## Record excerpts

——————

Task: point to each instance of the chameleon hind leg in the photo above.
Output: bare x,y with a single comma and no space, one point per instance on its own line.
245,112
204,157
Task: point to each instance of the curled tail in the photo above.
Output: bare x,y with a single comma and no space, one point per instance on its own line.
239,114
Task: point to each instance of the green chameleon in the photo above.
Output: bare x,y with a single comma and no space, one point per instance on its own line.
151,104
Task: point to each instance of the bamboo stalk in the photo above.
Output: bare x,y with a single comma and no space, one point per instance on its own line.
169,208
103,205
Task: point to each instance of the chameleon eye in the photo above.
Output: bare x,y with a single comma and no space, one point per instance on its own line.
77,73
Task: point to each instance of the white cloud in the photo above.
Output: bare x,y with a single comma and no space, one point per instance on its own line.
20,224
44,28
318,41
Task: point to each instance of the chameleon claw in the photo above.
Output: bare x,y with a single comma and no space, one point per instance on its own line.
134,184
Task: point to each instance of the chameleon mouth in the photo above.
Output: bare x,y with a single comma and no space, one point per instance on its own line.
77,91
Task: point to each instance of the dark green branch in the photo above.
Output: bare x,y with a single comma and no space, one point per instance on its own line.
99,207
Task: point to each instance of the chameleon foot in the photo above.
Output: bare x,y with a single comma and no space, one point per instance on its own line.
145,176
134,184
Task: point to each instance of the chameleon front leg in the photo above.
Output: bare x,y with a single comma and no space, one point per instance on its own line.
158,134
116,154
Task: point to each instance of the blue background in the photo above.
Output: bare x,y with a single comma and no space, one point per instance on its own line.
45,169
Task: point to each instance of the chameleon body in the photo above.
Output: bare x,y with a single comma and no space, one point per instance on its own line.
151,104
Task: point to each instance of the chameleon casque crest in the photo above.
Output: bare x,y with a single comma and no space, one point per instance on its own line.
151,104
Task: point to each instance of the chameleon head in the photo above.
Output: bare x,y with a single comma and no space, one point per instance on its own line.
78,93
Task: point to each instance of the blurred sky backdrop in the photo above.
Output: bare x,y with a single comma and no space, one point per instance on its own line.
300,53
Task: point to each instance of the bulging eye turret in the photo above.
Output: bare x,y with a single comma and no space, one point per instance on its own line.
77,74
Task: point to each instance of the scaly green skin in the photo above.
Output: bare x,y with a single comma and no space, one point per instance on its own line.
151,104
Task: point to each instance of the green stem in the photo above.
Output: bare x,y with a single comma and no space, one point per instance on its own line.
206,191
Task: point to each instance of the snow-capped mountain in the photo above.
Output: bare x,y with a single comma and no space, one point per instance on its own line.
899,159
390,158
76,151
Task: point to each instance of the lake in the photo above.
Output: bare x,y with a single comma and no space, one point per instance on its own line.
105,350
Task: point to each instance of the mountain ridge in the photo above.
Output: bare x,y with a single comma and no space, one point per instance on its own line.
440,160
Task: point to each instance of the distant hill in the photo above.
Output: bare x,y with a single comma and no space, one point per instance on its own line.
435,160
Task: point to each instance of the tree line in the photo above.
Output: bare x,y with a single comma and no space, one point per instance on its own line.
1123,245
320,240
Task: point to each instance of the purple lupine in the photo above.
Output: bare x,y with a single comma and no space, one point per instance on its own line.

——————

## What the task requires
Reproduce all of the records above, line for line, with no changes.

## Exercise output
Task: point to each instance of the chameleon hind leg in the photo above.
Output: bare x,y with a single comma and no space, one point per instance on its own line.
245,112
204,157
Task: point to each instance of the curled tail in the photo above.
Output: bare x,y with a single comma and no space, one point per instance on its own line.
239,114
Task: point to each instance of the green chameleon in the photo above.
Output: bare x,y with a single comma and no space, one point per instance on its own line.
151,104
Task: point to each instance of the bamboo stalk in the photo above.
Output: bare x,y with a single comma and no space, one point per instance on its own line.
169,208
103,205
Task: point to each instance of the chameleon eye in the photo above.
Output: bare x,y with a single comma and no space, one point per instance on its own line.
77,73
Task: point to each instance of the white cloud in the photo above.
Output: bare x,y with a single comma and no space, one point per instance on its own line.
20,224
44,28
318,41
Task: point to each instance of the chameleon claw in the photo above.
Output: bare x,y with a single comma and no space, one point per instance on its own line.
134,184
Task: point to each instance of the chameleon mouth in the photo above.
Output: bare x,y with a single comma and no space, one point per instance on its own line.
77,91
Task: point to each instance of the dark green branch in the photo above.
Output: bare x,y with a single comma and no space, one point per instance on its own line.
99,207
Task: point to each instance of the chameleon foot in the photo above.
Output: bare x,y with a single comma and no space, one point per instance on its own line.
145,176
134,184
Task: point to each instance of the chameleon front leg in the photo above.
Output: bare x,y with a single comma and no space, one point per instance on its own line.
158,134
116,154
Task: point to each instance of the blue background in the photo above.
Output: bare x,y with a single comma and no space, one point per instance on its own line.
45,169
Task: point to each instance of the chameleon body in the photo above.
Output: bare x,y with a single comma and no space, one point per instance on its own line.
151,104
Task: point to each instance of the chameleon casque crest in the photo above.
Output: bare x,y with a single comma and no space, one point per instance on its own line.
151,104
Task: point to each instance of the chameleon head in the photo above.
Output: bare x,y with a single comma and no space, one point per instance on its own line.
78,93
Task: point to each instance of the blurred sky backdrop in the photo above.
Output: bare x,y with a single comma and no space, one point per instance on its own line.
300,53
Task: point to each instance of the bulging eye turret in the photo above.
Output: bare x,y with a single comma and no space, one point per instance on its own line.
77,74
Task: point to each instance of the scaly green skin in the photo above.
Output: bare x,y with a single comma and no space, one point per instance on its own line.
151,104
Task: point to each instance of the green stem in the photo above.
Output: bare x,y with a single comma and no space, one point per instance on its own line.
206,191
Task: point to each instance of the snow-capped mountain in the photo above.
Output: bare x,y with a single comma and no space, one point per instance on its own line.
899,159
390,158
76,151
Task: point to each instance of the lake in the photo above.
Output: bare x,y with a single comma and no space, one point per instance on its own line.
105,350
Task: point to each instance of the mountain ridge in the photo above.
Output: bare x,y with a single comma and no space, one point per instance on its own line.
440,160
Task: point to each instance of the distant hill in the photo above.
Output: bare x,y with a single comma and no space, one point per instance on its own line.
435,160
Task: point to each instance of the tree line in the photo above.
Output: bare x,y with a single comma and no space, one point per instance on its own line.
1123,245
320,240
Task: point to each instance of the purple lupine in the photo above.
Output: bare x,y with a single comma and no space, one point per instance on its own line.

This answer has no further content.